▸ **ÜBUNGSAUFGABEN**
- a) Zitieren Sie aus dem Text zur Wasserstoff-Gasturbine wörtlich den Abschnitt, der mit den Worten „In der nachfolgenden“ einsetzt und mit „sehr niedrig sind.“ schließt.
- b) Fassen Sie im Text zur Wasserstoff-Gasturbine den Absatz, der mit „Die erste Gasturbine mit einer Diffusions-Brennkammer“ beginnt, als Stichpunktliste mit seinen wesentlichen Fakten zusammen.
- c) Wie hoch ist laut dem Text zur Wasserstoff-Gasturbine die elektrische Leistung im Betrieb mit 100%igem Wasserstoff?

Abbildung 1: unterschiedliche Wasserstoff-Verbrennungssysteme:
a) Diffusions-Brennkammer
b) Supplemental Brennkammer
c) Micro-Mix Brennkammer

 

Die erste Gasturbine mit einer Diffusions-Brennkammer wurde im Rahmen des Forschungsvorhabens „Development of smart community technology by Utilization of Hydrogen CGS (Co-Generation System)” in Kobe installiert. Dieses Forschungsvorhaben wurde unterstützt durch die japanische Organisation NEDO (New Energy and Industrial Technology Development Organization). Die erfolgreiche Inbetriebnahme der weltweit ersten Demonstrationsanlage mit einer Wasserstoff-Gasturbine fand am 19. April 2018 in Kobe statt, siehe Abbildung 2.

Abbildung 2:  weltweit erste Installation einer Wasserstoff-Gasturbine in Kobe, Japan

 

In der nachfolgenden Abbildung 3 ist das Prozess-Control-Interface während des Betriebs mit 100%igem Wasserstoff zu sehen. Die elektrische Leistung beträgt ca. 1,5 MW. Die NOx-Emissionen betragen hierbei nur 50 ppm (16 Vol.% O2), welche für eine reine Wasserstoff-Verbrennung sehr niedrig sind.

Dateneinträge:
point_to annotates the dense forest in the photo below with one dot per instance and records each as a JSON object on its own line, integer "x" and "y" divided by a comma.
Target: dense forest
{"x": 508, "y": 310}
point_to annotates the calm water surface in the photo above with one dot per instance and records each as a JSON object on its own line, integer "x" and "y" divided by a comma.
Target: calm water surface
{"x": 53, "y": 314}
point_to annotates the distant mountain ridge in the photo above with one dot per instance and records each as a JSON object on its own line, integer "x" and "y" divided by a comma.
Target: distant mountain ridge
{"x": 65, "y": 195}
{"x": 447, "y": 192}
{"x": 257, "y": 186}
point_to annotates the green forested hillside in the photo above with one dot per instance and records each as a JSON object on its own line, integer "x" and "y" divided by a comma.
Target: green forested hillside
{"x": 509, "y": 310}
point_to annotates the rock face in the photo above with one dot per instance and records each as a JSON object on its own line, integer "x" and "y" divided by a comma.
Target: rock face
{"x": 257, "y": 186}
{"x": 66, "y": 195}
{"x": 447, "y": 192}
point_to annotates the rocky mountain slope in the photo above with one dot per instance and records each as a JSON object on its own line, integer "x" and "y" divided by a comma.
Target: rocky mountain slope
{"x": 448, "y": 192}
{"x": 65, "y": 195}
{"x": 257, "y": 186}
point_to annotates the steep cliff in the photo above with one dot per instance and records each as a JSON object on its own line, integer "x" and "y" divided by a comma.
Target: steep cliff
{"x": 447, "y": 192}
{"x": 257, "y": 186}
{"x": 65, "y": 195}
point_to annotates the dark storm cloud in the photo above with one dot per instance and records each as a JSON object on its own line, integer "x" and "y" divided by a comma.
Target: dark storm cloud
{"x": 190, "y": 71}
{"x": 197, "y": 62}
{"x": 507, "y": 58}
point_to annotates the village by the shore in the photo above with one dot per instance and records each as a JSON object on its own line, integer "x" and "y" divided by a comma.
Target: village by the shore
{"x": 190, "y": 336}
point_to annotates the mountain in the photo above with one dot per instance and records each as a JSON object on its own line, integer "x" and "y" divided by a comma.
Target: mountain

▸ **LÖSUNGEN ZU AUFGABEN**
- a)
In der nachfolgenden Abbildung 3 ist das Prozess-Control-Interface während des Betriebs mit 100%igem Wasserstoff zu sehen. Die elektrische Leistung beträgt ca. 1,5 MW. Die NOx-Emissionen betragen hierbei nur 50 ppm (16 Vol.% O2), welche für eine reine Wasserstoff-Verbrennung sehr niedrig sind.

- b)
- Erste Gasturbine mit Diffusions-Brennkammer in Kobe installiert
- Rahmen: Forschungsvorhaben „Development of smart community technology by Utilization of Hydrogen CGS (Co-Generation System)”
- Förderung durch die japanische Organisation NEDO (New Energy and Industrial Technology Development Organization)
- Erfolgreiche Inbetriebnahme der weltweit ersten Demonstrationsanlage mit Wasserstoff-Gasturbine am 19. April 2018 in Kobe

- c) Ca. 1,5 MW.